Fourth of July. Independence Day. Happy Birthday, America.

The Declaration of Independence, the document that established our nation’s sovereignty after being signed by representatives of the 13 original colonies, was and is, in all honesty, simply a piece of paper with words written on it. 

So what makes it so special?

Hard won battles fought by colonists against the British Empire?

George Washington?

Thomas Jefferson?

The right to the pursuit of happiness?

Life, Liberty (with a capital L, by the way) and the pursuit of Happiness (also capitalized)?

Inalienable rights?

What about Chapultepec, the Halls of Montezuma, the Boxer Rebellion?

Flanders Fields?

Iwo Jima?

Inchon?

Battle at the Hamlet of Ap Bac?

The Beirut Barracks Bombing?

Grenada?

El Salvador?

Panama?

Somalia?

Kuwait?

Baghdad?

Korengal Valley?

What makes the Declaration of Independence so special? 

For more than 233 years, Americans have been willing to die to ensure perpetuity of the ideals and principles of this great nation as set forth in the Declaration of Independence. It is a piece of paper that remembers and carries into the future every drop of sweat and blood ever shed by an American service member. It is the record of our will to survive. It is the image of American Spirit.  
 
Today I was able to go to WalMart and buy envelopes, a Lady Antebellum CD, and chlorine for my swimming pool because there is a battle going on somewhere in Afghanistan. Tonight I ate yellow squash, tomatoes, peppers, and beans straight from my Victory garden because, somewhere in the world, an Airman, a Soldier, a Sailor, a Marine, a Coastie, a Merchant Marine, a Civil Servant, a Diplomat, is serving our country while on an unaccompanied tour of duty, separated from family for a year or more. Some 4th of July. But you know, and I know, because if you’re reading this you’re probably military, most of those men and women aren’t complaining. They’re tucking in and doing their jobs. So that you and I can go to WalMart and buy our celebration supplies. 

On Wednesday, July 1, I visited the MCAS Beaufort Station Headquarters and the MCRD Headquarters Building, what I came to know as the General’s building during two tours on the drill field. Station Headquarters was simply known as a nice place not to be during my years as a member of the MACS Pack, as those personnel were known who were assigned to the Marine Air Control Squadron aboard MCAS Beaufort. The only time I visited MCAS Beaufort HQ was to sit in on a court martial or burn classified material in an official smokestack. 

I visited the CG’s building aboard Parris Island more often. I can’t remember why. Official business – isn’t that a great way to disguise what Ted Corbett calls an OAS moment? The truth is, it’s been an exhausting few weeks preparing for the launch of the Milspeak anthology. The anthology was my reason for visiting those official buildings for the first time in eleven years. 

Being a retired gunny, I have a habit of looking out for both troops and officers. Looking out for others was my purpose in life for so many years, it comes natural. Maybe that’s really why I began the writing workshops – I missed having troops to look out for. I missed having someone to protect. I missed having a mission. Civilian life, in comparison to military life, has been quite boring – at least up to now. I figure it was always that sense of adventure of mine that got me to enlist. It’s the same sensibility that got you into the service. It’s what Bat Rastard figured out at the end of his life – he was an adventurer.

GIVEN EXERCISE =
Answer these questions about the Fourth of July essay:
1. What three things did the writer buy at WalMart?
2. On what day and date did the writer visit the MCAS Beaufort Station Headquarters?
3. What was the writer's reason for visiting those official buildings for the first time in eleven years?
The records have nothing to do with the Fourth of July essay.

MATERIAL SHOWN =
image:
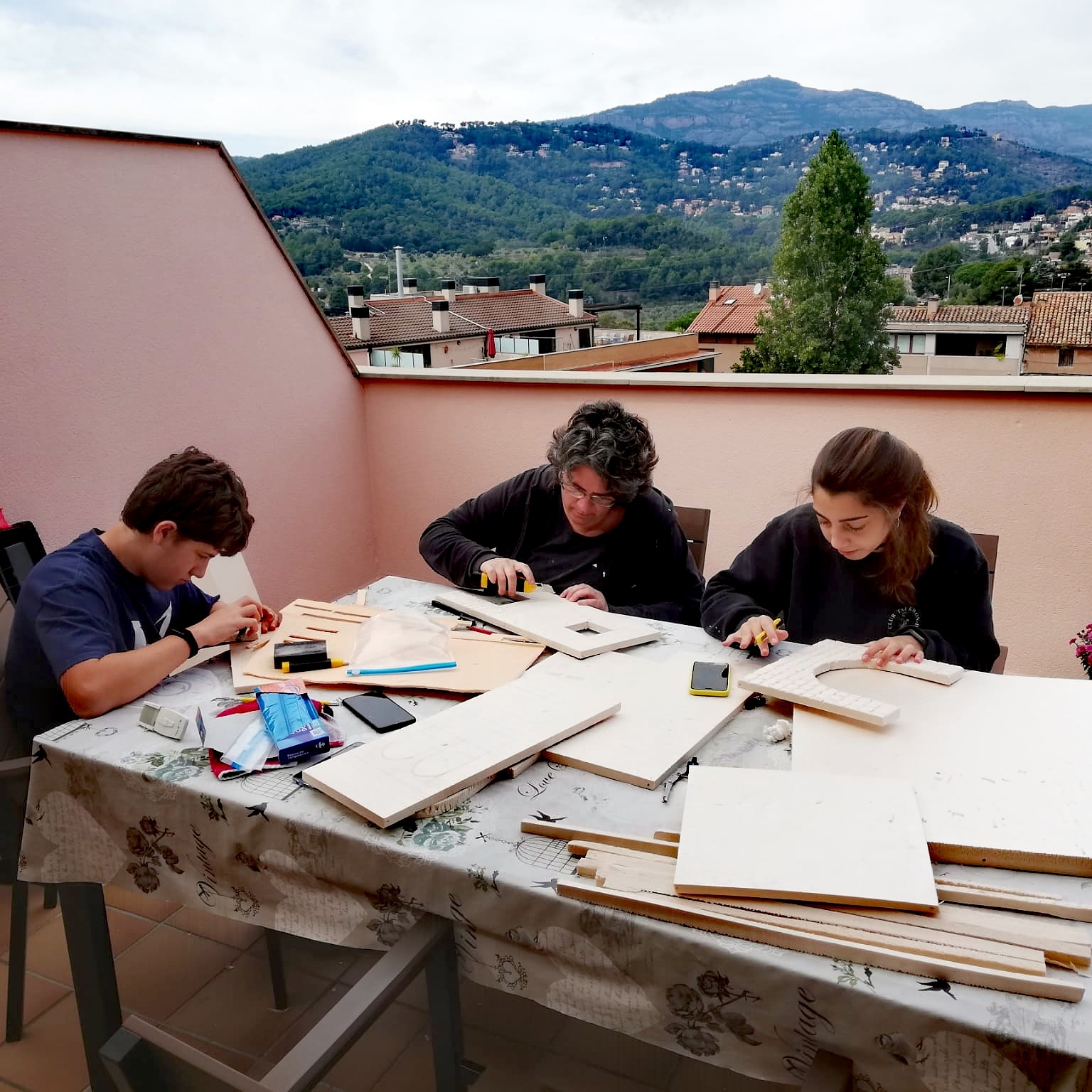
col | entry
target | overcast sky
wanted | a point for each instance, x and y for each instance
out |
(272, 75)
* * *
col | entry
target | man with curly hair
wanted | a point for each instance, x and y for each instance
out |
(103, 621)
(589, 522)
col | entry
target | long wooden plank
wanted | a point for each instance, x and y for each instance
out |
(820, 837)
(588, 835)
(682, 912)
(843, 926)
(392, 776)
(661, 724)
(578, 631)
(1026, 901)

OUTPUT OF THE TASK =
1. Envelopes, a Lady Antebellum CD, and chlorine for the swimming pool.
2. Wednesday, July 1.
3. The Milspeak anthology.